Texte présenté:
━━━

Alors que ses prédécesseurs avaient tout fait pour maintenir au moins une apparence d’unité en évitant la confrontation directe, avec le motu proprio Traditionis Custodes , François (qui a déçu ses soutiens, y compris la frange la plus libérale) fait aujourd’hui de cette guerre civile une réalité concrète: le divorce au sein de l’Eglise, entre deux partis irréconciliables n’est plus une théorie mais un fait… Et elle est destinée à perdurer, à moins que le Pape change d’approche. C’est du moins le vœu (pieux!) d’Andrea Gagliarducci dans une analyse un peu plus critique qu’à l’habitude.

Le Pape François et la guerre civile dans l’Eglise

Andrea Gagliarducci
Monday Vatican
9 août 2021
Ma traduction

Le 5 août dernier, le journal italien Il Foglio a publié une lettre d’un groupe de laïcs adressée au pape François. La lettre, reprenant le titre du dernier livre d’Andrea Riccardi, « La Chiesa brucia », veut mettre en lumière une profonde détresse que vit l’Eglise. Transformée – disent les auteurs de la lettre – en un « hôpital de campagne » à travers les nombreuses blessures qu’elle a provoquées. Les auteurs dénoncent également l’échec de l’Église « en sortie ».

━━━

Lignes fournies:
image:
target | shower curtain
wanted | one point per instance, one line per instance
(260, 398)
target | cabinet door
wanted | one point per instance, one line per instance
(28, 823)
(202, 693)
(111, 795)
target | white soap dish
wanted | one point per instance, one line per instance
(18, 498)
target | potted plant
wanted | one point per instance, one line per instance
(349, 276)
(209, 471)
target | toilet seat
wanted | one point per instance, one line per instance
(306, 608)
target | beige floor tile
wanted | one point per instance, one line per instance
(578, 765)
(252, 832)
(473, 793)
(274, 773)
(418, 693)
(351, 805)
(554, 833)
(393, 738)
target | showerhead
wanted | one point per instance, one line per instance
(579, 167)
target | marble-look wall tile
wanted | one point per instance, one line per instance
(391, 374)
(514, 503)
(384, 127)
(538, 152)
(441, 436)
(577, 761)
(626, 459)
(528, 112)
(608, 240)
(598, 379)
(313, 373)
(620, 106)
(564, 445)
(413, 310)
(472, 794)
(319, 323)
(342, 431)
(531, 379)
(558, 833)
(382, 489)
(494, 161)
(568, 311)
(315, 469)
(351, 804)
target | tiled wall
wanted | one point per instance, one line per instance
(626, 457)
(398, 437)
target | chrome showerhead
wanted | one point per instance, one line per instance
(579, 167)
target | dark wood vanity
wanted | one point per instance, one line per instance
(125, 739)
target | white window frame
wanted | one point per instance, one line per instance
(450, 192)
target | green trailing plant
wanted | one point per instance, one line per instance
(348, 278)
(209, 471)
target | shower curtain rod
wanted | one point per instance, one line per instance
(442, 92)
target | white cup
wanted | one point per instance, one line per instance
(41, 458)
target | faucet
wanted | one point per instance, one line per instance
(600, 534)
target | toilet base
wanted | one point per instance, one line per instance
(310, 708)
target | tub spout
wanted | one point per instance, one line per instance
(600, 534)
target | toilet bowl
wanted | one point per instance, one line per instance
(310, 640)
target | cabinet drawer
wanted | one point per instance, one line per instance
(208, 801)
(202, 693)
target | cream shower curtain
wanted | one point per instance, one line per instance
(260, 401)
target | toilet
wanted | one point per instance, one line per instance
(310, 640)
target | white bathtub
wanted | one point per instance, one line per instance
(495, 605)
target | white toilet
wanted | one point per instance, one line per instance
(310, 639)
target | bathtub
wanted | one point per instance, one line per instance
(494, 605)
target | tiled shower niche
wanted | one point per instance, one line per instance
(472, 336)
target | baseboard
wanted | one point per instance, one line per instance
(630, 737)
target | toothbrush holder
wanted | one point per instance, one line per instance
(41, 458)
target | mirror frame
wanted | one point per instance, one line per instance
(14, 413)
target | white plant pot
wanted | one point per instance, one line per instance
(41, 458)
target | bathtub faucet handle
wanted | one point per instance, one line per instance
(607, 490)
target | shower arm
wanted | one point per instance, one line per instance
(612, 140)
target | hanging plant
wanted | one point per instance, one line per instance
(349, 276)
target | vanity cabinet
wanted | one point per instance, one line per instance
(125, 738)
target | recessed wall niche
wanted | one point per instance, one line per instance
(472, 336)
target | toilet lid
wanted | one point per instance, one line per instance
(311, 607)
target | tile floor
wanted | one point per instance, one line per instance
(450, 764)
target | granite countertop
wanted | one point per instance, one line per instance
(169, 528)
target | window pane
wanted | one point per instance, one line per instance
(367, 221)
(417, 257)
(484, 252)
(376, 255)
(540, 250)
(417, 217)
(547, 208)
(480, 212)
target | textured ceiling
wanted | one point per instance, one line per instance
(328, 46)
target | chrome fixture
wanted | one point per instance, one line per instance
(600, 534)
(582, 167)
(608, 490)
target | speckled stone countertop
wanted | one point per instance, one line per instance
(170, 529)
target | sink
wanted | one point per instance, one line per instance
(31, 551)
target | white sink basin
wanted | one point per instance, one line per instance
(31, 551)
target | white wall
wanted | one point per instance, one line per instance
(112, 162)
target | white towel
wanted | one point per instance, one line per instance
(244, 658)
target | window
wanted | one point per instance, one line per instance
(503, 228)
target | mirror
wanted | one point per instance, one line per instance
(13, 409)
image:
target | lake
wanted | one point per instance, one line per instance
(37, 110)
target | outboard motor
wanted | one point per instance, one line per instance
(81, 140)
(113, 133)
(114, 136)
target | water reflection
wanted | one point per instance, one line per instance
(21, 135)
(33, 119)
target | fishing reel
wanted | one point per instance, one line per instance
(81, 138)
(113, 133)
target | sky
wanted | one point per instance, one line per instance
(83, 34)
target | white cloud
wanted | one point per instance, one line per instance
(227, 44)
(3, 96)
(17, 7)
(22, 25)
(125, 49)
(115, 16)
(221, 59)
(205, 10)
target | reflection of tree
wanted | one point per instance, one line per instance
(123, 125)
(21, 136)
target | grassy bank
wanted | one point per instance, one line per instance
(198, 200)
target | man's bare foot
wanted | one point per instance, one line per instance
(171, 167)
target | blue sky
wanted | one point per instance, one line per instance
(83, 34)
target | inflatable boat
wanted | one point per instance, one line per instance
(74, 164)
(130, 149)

━━━

Consignes rédigées:
**1.** Selon l'article sur le pape François et la guerre civile dans l'Église, pourquoi le divorce entre les deux partis de l'Église n'est-il « plus une théorie mais un fait » ? Répondez en une à trois phrases.
**2.** Poursuivez l'article sur le pape François et la guerre civile dans l'Église à partir de sa dernière phrase.

Liste des réponses:
**1.** Avec le motu proprio Traditionis Custodes, François a fait de cette guerre civile une réalité concrète. Ses prédécesseurs, eux, évitaient la confrontation directe pour maintenir au moins une apparence d'unité.

**2.**
Une lettre qui rappelle différentes situations de signe opposé : de l’absence de réponses aux cardinaux qui ont interrogé le pape François sur Amoris Laetitia à l’histoire d’Enzo Bianchi, qui semblait être l’un des favoris du pape, en passant par la marginalisation de nombreux autres personnages, surtout les cardinaux Pell, Sarah et Burke.

La lettre se termine par un constat amer : nous sommes confrontés à un climat « devenu lourd, presque irrespirable », et « l’Église mère semble de plus en plus une marâtre, impose anathèmes, excommunications, commissariats, à un rythme continu. »

Les auteurs de la lettre demandent donc au Pape de mettre fin « à cette guerre civile dans l’Église, comme un Père qui regarde le bien de tous ses enfants, et non comme le chef d’un courant clérical qui semble vouloir utiliser son autorité monarchique, jusqu’au bout, souvent au-delà des limites du droit canonique, pour réaliser un agenda idéologique personnel ».

Ce sont là de graves accusations portées contre le pape. Elles représentent néanmoins un sentiment répandu, quelque chose que l’on entend dans les couloirs. Ce qui est frappant, c’est qu’il s’agit d’un sentiment général tant chez ceux qui divergent du pape François que chez ceux qui l’ont toujours soutenu.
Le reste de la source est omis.